* SELECTED TEXT:
━━━━━━

FREDERICTON — Natalie Lipschultz, who was fired from her job six and a half years ago while battling cancer, is applauding what she says are long-overdue safeguards now in place across the country designed to prevent other Canadians from experiencing the same fate.
Lipschultz, of Burnaby, B.C., was diagnosed with stage 3 colorectal cancer in late 2019. She continued working for her insurance company, balancing the demands of her workplace with gruelling chemotherapy sessions.
But in January 2020, she had a severe drug reaction to her treatment that sent her to the emergency room. A day later, she was fired.
In the years since, Lipschultz joined an advocacy campaign by the Canadian Cancer Society to encourage governments across the country to increase job protections for people who need extended time off due to severe illness.
The culmination of those efforts occurred this spring, when New Brunswick adopted a law letting workers take up to 27 weeks of unpaid sick leave without fear of losing their job. New Brunswick was the last province to extend protections to roughly half a year, reflecting a wave of change that began in 2024 for most parts of Canada.
For cancer patients, Lipschultz said, knowing they can count on keeping their job as they take on exhausting rounds of chemotherapy can help reduce emotional and financial pressure.
“It would definitely be a huge comfort and potentially very life saving to some people that really need to have that support, and have that in the back of their minds that they do have something to go back to,” she said in a recent interview.
Cancer costs the average Canadian patient nearly $33,000 in their lifetime, according to a 2024 report from the cancer society.
Quebec has offered workers up to 26 weeks of long-term unpaid sick leave for more than two decades, but many other provinces have only introduced similar measures in the last two years. Before 2024, some provinces, like New Brunswick, only had a few days of protected sick leave. Others, like Saskatchewan, had a few weeks.
Then in 2022 the federal government extended unpaid medical leave for federally regulated workers to 27 weeks, up from 17 weeks, and increased employment insurance sickness benefits to 26 weeks from 15 weeks.
That decision set off series of changes at the provincial level, with Newfoundland and Labrador increasing unpaid, job-protected sick leave in March 2024 from a few days to 27 weeks. Manitoba followed in November of that year by extending long-term leave to 27 weeks of job protection from 17 weeks.
Ontario, Nova Scotia, British Columbia and Prince Edward Island followed suit in 2025 with the same 27 weeks of protected leave. Both Alberta and Saskatchewan’s extensions to 27 weeks were law as of Jan. 1.
Eric Tucker, a retired Osgoode Hall Law School professor who taught employment law, called it a step forward for Canadian labour rights.
“Just think in terms of a sort of a common sense of justice, the idea that workers could be terminated from their jobs because they have a long-term illness seems really quite unfair and unreasonable,” Tucker said.
The federal EI benefit program provides those who can’t work for medical reasons up to 55 per cent of their average weekly earnings. Now, Tucker pointed out, provincial labour laws line up squarely with federal EI timelines.
“So, for as long at least as you have the employment insurance entitlement, you also have a right to come back to your job if you’re able to at the end of that period.”
Andrea Seale, CEO of the Canadian Cancer Society, said the changes came after years of advocacy by patients, survivors, caregivers, partners and supporters across the country.
“It shows what is possible when people raise their voices together for better health outcomes,” Seale said in a statement.
There’s more to be done, the society says, as the Yukon, Northwest Territories and Nunavut have not made similar moves to extend long-term illness leave.
Jennifer Robson, an associate professor of political management at Carleton University, says protected leave can benefit employers, too.
“When you have these leave arrangements, it creates a greater predictability … that employers can count on the fact that their experienced worker is expected to be back,” she said.
“And that’s important for maintaining that relationship between employers and employees.”

━━━━━━

* THE TASK: Using the article on job-protected sick leave, decide whether each statement agrees with it, answering yes or no and quoting the deciding words: (a) New Brunswick was the last province to extend protections to about half a year; (b) Manitoba raised long-term leave from a few days to 27 weeks; (c) the federal EI benefit program pays up to 55 per cent of average weekly earnings.

* EXTRACTED MATERIAL:
━━━━━━

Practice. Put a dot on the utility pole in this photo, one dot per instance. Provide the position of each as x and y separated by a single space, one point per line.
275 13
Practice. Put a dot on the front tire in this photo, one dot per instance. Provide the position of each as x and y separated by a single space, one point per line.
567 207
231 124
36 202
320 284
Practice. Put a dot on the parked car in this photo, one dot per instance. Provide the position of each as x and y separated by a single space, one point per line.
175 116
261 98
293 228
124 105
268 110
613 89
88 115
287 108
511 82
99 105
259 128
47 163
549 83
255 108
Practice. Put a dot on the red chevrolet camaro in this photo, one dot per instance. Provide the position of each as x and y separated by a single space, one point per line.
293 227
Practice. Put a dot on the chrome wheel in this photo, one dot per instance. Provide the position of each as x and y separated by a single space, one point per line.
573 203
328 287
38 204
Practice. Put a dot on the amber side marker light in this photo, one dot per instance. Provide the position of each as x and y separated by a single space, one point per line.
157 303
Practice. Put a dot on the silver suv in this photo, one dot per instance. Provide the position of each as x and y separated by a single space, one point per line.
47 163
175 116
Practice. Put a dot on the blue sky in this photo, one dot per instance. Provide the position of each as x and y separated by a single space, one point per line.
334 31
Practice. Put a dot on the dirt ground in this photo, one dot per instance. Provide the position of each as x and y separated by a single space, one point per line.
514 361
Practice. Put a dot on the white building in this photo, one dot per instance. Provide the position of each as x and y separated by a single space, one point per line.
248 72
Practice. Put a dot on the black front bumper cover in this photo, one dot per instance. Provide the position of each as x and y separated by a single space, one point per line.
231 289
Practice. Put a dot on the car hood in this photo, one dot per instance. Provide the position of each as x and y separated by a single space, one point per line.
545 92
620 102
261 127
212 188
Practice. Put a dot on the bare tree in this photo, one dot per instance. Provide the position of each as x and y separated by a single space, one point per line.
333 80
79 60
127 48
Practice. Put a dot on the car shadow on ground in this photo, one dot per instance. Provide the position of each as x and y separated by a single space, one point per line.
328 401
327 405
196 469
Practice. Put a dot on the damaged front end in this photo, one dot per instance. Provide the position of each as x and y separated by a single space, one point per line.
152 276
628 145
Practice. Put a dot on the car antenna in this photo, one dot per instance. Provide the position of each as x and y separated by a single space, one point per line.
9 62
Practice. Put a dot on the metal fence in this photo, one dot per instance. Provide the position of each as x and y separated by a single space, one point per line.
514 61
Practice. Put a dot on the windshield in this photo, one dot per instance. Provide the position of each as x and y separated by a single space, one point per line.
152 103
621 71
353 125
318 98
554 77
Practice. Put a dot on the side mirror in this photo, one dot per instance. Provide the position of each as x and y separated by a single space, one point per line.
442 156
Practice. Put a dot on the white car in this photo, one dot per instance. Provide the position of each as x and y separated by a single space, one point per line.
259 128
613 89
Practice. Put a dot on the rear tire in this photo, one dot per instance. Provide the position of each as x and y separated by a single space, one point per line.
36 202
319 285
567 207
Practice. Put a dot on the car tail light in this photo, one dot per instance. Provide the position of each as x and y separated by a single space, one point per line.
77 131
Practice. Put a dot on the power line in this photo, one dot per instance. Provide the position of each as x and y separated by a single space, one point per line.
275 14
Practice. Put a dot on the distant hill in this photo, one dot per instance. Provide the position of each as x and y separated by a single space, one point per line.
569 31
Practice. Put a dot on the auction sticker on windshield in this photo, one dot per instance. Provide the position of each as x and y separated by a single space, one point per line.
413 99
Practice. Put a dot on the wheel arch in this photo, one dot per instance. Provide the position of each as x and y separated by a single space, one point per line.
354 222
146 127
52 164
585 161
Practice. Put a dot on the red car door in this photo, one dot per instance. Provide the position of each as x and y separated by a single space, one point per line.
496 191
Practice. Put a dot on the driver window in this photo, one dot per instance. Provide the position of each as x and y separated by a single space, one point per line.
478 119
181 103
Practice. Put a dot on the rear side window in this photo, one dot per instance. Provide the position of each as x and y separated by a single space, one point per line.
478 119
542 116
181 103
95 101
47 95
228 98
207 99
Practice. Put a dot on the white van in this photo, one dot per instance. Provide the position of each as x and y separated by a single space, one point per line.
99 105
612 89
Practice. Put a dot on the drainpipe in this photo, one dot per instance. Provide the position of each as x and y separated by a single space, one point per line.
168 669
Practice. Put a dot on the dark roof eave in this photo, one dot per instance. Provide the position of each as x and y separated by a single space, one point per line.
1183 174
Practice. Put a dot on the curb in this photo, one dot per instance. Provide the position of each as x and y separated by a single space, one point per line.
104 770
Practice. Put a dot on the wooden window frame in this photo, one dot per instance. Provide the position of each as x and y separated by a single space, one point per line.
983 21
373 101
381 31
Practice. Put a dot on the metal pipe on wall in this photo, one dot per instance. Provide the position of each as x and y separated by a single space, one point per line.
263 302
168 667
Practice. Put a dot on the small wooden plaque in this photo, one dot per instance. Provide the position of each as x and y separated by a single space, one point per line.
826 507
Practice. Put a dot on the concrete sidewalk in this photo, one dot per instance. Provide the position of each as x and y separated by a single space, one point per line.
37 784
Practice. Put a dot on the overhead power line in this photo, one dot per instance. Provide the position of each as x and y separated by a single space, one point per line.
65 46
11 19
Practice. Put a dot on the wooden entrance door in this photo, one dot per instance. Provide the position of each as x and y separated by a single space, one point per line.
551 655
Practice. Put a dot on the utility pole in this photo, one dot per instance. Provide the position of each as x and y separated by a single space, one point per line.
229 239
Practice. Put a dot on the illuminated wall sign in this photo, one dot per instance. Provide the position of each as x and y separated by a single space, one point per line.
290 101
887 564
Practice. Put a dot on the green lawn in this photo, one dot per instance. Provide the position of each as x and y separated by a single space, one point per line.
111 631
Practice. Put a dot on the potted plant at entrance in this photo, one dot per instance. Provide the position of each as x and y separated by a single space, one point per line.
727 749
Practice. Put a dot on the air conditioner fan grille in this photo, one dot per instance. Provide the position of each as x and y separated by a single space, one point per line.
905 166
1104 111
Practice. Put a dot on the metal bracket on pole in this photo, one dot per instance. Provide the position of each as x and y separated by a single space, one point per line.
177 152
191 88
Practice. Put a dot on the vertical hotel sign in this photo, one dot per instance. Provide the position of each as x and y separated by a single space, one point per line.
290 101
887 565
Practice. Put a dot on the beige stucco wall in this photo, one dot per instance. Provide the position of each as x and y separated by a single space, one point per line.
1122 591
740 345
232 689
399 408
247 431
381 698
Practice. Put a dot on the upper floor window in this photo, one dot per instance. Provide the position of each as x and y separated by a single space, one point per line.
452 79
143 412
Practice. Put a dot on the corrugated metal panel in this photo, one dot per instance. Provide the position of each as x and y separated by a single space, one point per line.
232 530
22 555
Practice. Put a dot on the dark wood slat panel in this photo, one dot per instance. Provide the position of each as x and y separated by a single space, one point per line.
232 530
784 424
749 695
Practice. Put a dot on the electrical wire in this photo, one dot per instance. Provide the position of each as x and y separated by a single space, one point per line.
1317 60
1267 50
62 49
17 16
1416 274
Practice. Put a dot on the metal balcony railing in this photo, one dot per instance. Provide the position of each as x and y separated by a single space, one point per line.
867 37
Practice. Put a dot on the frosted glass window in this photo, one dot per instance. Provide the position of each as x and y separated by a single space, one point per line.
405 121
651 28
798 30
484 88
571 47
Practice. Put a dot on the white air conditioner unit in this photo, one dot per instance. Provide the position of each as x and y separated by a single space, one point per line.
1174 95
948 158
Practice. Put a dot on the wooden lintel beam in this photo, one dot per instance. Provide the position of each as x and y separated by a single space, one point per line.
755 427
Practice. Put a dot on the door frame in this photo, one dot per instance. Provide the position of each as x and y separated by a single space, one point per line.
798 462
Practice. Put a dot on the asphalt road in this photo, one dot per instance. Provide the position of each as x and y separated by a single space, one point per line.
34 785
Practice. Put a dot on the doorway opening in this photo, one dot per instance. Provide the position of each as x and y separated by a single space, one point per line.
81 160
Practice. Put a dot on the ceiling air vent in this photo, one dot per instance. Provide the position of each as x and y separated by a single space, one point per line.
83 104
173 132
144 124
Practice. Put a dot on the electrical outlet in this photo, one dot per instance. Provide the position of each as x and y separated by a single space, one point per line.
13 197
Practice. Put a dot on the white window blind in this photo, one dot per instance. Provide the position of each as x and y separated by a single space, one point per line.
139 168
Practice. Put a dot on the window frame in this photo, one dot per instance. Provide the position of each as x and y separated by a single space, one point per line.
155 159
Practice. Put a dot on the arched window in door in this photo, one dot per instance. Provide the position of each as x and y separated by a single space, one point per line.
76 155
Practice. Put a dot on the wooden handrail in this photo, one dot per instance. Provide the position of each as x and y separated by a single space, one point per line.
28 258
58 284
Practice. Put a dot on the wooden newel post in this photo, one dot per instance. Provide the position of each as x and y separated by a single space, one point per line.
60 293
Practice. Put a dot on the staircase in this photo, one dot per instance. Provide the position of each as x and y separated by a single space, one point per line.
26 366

━━━━━━

* EXERCISE OUTPUT:
(a) Yes: "New Brunswick was the last province to extend protections to roughly half a year."
(b) No: "extending long-term leave to 27 weeks of job protection from 17 weeks."
(c) Yes: "up to 55 per cent of their average weekly earnings."